Data lines:
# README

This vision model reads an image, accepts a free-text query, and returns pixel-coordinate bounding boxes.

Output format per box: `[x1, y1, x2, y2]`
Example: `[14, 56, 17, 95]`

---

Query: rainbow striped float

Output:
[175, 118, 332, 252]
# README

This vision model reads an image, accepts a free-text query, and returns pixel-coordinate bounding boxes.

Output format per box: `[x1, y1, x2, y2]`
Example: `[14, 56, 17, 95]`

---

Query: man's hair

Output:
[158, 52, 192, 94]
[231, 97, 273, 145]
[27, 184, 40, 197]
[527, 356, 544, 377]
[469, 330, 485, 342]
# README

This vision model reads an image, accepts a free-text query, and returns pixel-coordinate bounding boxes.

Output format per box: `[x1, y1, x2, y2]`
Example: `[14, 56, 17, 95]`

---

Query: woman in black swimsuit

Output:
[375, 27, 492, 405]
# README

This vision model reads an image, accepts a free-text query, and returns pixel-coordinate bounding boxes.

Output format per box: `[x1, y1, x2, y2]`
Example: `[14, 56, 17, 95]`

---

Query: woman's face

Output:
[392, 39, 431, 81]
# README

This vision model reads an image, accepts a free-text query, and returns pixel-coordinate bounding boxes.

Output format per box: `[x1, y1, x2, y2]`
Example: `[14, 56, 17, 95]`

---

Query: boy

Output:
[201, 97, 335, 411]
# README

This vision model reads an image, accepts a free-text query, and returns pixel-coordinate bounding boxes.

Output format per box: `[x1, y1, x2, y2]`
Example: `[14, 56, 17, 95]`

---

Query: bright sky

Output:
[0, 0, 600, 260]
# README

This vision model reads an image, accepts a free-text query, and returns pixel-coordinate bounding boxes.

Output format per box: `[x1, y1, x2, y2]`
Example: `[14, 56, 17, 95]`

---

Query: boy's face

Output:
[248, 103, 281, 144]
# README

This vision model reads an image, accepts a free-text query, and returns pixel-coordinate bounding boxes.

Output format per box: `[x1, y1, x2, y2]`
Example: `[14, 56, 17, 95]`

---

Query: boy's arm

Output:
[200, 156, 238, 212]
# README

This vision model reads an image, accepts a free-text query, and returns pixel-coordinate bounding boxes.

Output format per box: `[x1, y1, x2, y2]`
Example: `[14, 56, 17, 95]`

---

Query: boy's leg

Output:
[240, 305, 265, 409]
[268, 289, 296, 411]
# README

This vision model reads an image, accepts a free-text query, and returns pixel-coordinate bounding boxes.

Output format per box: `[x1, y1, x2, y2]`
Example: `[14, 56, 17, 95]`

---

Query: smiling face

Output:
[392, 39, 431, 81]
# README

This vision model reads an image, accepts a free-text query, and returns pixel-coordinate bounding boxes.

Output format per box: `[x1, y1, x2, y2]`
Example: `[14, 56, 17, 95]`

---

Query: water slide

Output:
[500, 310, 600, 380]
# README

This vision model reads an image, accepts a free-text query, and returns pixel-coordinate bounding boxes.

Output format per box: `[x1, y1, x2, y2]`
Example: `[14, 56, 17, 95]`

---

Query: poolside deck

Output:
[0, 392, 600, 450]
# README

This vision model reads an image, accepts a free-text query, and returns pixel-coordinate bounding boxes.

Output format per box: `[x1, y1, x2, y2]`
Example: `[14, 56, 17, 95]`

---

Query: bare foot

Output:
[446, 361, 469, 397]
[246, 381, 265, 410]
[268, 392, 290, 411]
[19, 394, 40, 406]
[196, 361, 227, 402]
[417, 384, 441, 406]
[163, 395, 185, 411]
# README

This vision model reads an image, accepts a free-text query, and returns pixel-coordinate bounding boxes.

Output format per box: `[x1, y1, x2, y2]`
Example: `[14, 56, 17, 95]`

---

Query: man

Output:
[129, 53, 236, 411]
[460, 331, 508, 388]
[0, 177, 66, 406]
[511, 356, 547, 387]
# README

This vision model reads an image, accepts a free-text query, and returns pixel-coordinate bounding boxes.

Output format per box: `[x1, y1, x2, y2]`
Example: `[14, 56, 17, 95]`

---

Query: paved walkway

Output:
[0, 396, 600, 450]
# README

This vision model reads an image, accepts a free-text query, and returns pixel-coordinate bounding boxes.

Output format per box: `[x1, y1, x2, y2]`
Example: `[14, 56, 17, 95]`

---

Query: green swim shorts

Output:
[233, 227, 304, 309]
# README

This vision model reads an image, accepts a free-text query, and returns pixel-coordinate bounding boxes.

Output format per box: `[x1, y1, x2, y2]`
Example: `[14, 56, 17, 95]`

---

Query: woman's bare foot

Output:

_REQUEST:_
Copy, unchanged, every line from the start of the rows through the line containing "[175, 118, 332, 252]".

_OUTPUT:_
# README

This vision model reads an image, accepts a free-text query, and returns pixel-coordinate bounding boxes.

Output format per box: `[x1, y1, x2, y2]`
Example: `[14, 56, 17, 95]`

---

Query: rainbow striped float

Output:
[175, 118, 332, 252]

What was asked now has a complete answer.